==== Data supplied ====
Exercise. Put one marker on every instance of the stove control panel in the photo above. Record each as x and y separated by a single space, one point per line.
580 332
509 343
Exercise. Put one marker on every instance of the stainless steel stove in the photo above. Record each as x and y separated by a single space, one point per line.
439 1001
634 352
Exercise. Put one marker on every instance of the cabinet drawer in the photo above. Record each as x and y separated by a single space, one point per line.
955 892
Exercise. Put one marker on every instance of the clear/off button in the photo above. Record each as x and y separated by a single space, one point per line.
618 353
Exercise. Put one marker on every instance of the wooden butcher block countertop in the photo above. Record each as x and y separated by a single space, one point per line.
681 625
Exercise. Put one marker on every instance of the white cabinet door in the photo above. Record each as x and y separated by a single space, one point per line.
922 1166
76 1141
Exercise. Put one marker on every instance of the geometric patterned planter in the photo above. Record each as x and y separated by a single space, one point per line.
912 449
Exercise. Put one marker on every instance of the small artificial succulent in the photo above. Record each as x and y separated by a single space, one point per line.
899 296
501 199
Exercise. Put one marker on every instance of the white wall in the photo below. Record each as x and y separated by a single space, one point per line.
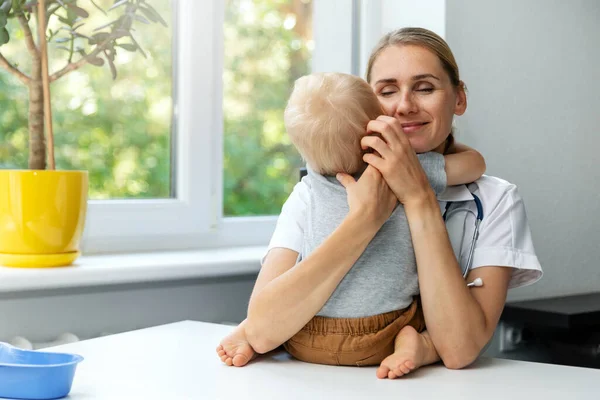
533 73
379 17
42 315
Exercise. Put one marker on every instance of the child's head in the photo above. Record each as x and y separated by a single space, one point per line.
326 117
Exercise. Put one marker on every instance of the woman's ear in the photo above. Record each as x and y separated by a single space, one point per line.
461 99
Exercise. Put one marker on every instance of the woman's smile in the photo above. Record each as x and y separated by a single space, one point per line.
412 127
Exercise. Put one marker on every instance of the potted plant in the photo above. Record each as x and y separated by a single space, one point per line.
42 210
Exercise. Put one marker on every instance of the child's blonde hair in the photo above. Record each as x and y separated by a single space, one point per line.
326 117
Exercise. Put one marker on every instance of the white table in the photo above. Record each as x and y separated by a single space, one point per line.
178 361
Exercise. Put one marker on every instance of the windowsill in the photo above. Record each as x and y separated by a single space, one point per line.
114 269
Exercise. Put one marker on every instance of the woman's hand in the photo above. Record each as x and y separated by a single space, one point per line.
369 197
396 160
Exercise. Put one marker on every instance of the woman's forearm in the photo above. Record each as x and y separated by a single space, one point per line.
289 301
454 318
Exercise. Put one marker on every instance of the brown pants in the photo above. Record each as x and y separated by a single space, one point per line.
353 341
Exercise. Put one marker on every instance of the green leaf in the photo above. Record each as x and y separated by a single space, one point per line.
97 61
106 25
98 7
151 9
118 4
113 69
121 33
128 46
149 14
138 46
141 19
5 6
99 37
4 37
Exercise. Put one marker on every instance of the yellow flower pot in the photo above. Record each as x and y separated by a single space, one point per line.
42 215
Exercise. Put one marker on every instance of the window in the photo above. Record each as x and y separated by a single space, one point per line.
186 149
119 130
268 45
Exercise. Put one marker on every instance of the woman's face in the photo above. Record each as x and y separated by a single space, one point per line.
413 87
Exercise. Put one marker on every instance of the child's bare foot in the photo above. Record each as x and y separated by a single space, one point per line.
234 349
412 350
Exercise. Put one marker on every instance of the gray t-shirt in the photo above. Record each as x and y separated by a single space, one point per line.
384 278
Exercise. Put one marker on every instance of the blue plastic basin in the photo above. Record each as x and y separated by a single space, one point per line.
28 374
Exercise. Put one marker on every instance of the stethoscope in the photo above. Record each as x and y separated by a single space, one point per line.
478 218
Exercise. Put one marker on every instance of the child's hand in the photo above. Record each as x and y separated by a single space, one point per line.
395 158
369 197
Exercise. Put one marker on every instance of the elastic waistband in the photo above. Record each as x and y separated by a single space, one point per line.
356 326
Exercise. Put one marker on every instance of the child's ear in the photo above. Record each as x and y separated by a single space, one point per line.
461 99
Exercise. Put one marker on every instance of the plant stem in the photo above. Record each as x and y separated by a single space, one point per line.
4 63
46 82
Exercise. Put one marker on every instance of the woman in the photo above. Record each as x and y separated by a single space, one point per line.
415 76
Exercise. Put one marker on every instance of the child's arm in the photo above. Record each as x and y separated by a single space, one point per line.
464 165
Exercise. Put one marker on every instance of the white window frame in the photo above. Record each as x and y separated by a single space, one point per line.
====
» **Stated task**:
Set the pictures aside and transcribe the data above exactly.

» **Task solution**:
Exercise. Put one marker on every instance of the stove control panel in the photo above. Record each as x and y separated by a single space, one point per line.
580 332
509 343
Exercise. Put one marker on every instance of the stainless steel stove in the photo above. Record each as x and y separated by a single space, one point per line.
439 1001
634 352
Exercise. Put one marker on every instance of the cabinet drawer in the photo above. Record each as x and y separated by a single space, one point per line.
955 892
Exercise. Put one marker on every instance of the clear/off button in the photo above. Record each as x and y separated by a single space, one point per line.
618 353
Exercise. Put one marker on every instance of the wooden butcher block countertop in the photo above. Record each as x and y separated by a single space, one point per line.
681 625
Exercise. Put one marker on every instance of the white cabinet door in the photo above. Record each as x and y separated by a single space, one point per line.
922 1166
76 1141
Exercise. Put one marker on every instance of the geometric patterned planter in the photo above. Record each as x and y separated by a single space, one point per line.
912 449
Exercise. Put one marker on every instance of the small artificial succulent in the photo above. Record each as x and y separated by a single space, one point per line.
899 296
501 199
Exercise. Put one marker on every instance of the white wall in the photo below. Record each as x and y separated by a single space, one point per line.
533 73
379 17
42 315
Exercise. Put one marker on every instance of the child's head in the photo above. Record each as x and y separated by a single space, one point per line.
326 117
Exercise. Put one marker on every instance of the woman's ear in the photo above. Record each as x and y separated by a single space, one point per line.
461 99
Exercise. Put one marker on every instance of the woman's smile in the photo above. Record each as x and y separated by a single space, one point per line.
412 127
Exercise. Put one marker on every instance of the potted plant in the photo above. Record each as x and y separated by a single space, one point per line.
42 210
Exercise. Put one marker on every instance of the child's blonde hair in the photo above. Record each as x and y separated by a single space, one point per line.
326 117
Exercise. Put one marker on every instance of the white table in the photo above. Record each as x and y separated by a single space, one point per line.
178 361
Exercise. Put one marker on every instance of the windowsill in the photo above. Record each as x and y separated by a single space, one point per line.
114 269
Exercise. Put one marker on every instance of the woman's hand in the photo above. Record each as x and y separated by a single space, one point per line.
369 197
396 160
Exercise. Put one marker on every instance of the woman's forearm in the photo above. Record each as x and y separated by a single space, one point per line.
289 301
454 318
Exercise. Put one marker on every instance of the brown pants in the photo above. Record each as x and y separated by a single space, one point per line.
353 341
Exercise. Put one marker on every instance of the green leaf in the photo above. Record each as x and y separated by a single space, one point per line.
97 61
106 25
98 7
151 9
118 4
113 69
121 33
128 46
149 14
138 46
141 19
5 6
99 37
4 37
Exercise. Put one marker on every instance of the yellow flower pot in the photo above. Record each as x and y separated by a single space, one point per line.
42 215
Exercise. Put one marker on every instance of the window in the photo above. Record each as x and y separated by a single space, one point per line.
186 149
119 130
268 45
Exercise. Put one marker on every instance of the woman's face in the photo above. Record each as x and y separated by a single space, one point per line.
413 87
Exercise. Put one marker on every instance of the child's bare foot in the photo above. Record each as x and y separated by a single space, one point per line.
234 349
412 350
Exercise. Put one marker on every instance of the gray t-shirt in the photo above. Record each as x and y separated by a single space, one point per line.
384 278
Exercise. Put one marker on every instance of the blue plastic basin in the photo above. Record each as x and y separated by a single space, one point per line.
28 374
Exercise. Put one marker on every instance of the stethoscope in the photo above. Record each as x and y separated by a single space, one point per line.
478 218
Exercise. Put one marker on every instance of the child's hand in the photo above. Record each as x and y separated by a single space, one point per line.
395 158
369 197
Exercise. Put one marker on every instance of the elastic waistband in the photo above. Record each as x and y separated by a single space, one point per line.
356 326
Exercise. Put one marker on every instance of the child's ear in the photo above. Record each as x and y separated by a single space, one point per line.
461 99
Exercise. Put one marker on every instance of the plant stem in the photo above. Record each as x and y separated by a single space, one point per line.
4 63
46 82
Exercise. Put one marker on every instance of the woman in the photo above. Record each as x and y separated by a single space, one point per line.
415 76
Exercise. Put one marker on every instance of the child's arm in the photo above. Record each as x and y separated by a single space, one point per line.
464 165
Exercise. Put one marker on every instance of the white window frame in the photo above. Record each as x and y separated by a single space, one point per line.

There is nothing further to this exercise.